▸ Exercises
1/ Retype the part of the news article about the San Antonio semitruck deaths from "The suspected conspirator, Christian" to "Justice has said.", keeping every word and mark unchanged.
2/ Extend the news article about the migrants who died in the San Antonio tractor-trailer, starting right after its last sentence.

▸ Extract
------------------------------------------------------------
Driver of semitruck where migrants died didn't know AC had gone off, court document says
By Rosa Flores, Chris Boyette and Michelle Krupa, CNN
(CNN) -- The alleged driver of a tractor-trailer where sweltering conditions led to the death of 53 migrants this week in San Antonio didn't realize the truck's air conditioning unit had stopped working, according to a federal criminal complaint filed Wednesday in the investigation into the deadliest human smuggling incident in US history.
The driver's acknowledgment was revealed to a federal informant by an alleged conspirator in the case, the complaint states.
The suspected conspirator, Christian Martinez, had been in contact by cell phone about the apparent smuggling scheme with the truck's driver, Homero Zamorano Jr., the Department of Justice has said.
The men were exchanging pictures, including one of a "truck load manifest," and discussing whether the driver should go to the "same spot," the complaint states, adding Martinez sent GPS coordinates to a place in Laredo, Texas.
Martinez "initiated a conversation about the death of several individuals inside a tractor trailer" and admitted to being involved, according to the complaint, citing information shared by a confidential informant in communication with Martinez, who was already the subject of a Homeland Security Investigations probe.
Martinez said the semitruck's driver was unaware the air conditioning unit had stopped working, the informant told investigators, the complaint states.
The truck's discovery came as US federal authorities launched what they described as an "unprecedented" operation to disrupt human smuggling networks amid an influx of migrants at the US-Mexico border. More than a dozen were rescued alive from inside the vehicle -- with many hospitalized for heat-related ailments -- as 48 people were initially found dead; five have died since then.
------------------------------------------------------------
▸ Data to examine

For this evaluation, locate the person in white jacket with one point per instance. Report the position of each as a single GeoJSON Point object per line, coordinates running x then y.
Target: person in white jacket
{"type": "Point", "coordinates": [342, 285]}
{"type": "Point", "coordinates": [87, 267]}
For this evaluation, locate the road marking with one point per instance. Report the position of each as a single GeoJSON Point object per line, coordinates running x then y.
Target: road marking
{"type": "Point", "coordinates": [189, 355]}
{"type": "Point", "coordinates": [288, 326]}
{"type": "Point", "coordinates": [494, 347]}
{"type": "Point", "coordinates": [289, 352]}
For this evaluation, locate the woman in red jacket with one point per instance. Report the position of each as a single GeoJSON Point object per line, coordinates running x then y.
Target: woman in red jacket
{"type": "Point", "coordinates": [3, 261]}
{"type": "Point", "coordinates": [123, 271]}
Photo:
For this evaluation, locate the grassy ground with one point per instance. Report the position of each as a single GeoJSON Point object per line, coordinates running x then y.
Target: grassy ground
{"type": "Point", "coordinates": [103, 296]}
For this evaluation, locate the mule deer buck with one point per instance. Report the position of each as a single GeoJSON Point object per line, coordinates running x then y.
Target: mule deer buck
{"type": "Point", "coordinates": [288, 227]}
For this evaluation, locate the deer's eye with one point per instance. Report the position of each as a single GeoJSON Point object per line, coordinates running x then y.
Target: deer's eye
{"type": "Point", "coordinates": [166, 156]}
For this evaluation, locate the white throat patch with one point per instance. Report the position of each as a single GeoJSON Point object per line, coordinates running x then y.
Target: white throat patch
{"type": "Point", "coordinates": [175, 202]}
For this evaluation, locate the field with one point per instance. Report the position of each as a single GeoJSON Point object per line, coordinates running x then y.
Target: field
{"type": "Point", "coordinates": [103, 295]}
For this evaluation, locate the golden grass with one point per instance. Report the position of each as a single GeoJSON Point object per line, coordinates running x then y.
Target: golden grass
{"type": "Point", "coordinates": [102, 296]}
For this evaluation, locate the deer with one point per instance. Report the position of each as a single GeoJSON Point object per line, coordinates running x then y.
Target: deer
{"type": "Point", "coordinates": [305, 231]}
------------------------------------------------------------
▸ Answers in order
1/
The suspected conspirator, Christian Martinez, had been in contact by cell phone about the apparent smuggling scheme with the truck's driver, Homero Zamorano Jr., the Department of Justice has said.

2/
Martinez, 28, and Zamorano, 45, have been arrested and charged with crimes that carry the death penalty as potential punishment. CNN has contacted Martinez's attorney for comment, while Zamorano's attorneydeclined to comment. Two others have also been arrested and charged in the case.
The refrigerator tractor-trailer had no visible working air conditioning unit, and there was no sign of water inside, San Antonio's fire chief has said, adding it wasn't immediately clear how long people inside the truck had been dead. High temperatures Monday in the San Antonio area ranged from the high 90s to low 100s.
"None of these people were able to extricate themselves out of the truck," Fire Chief Charles Hood said. "So, they were still in there, awaiting help, when we arrived ... meaning just being too weak -- weakened state -- to actually get out and help themselves."
The case is "the worst human-smuggling event in the United States," said Craig Larrabee, the Homeland Security Investigations San Antonio acting special agent in charge.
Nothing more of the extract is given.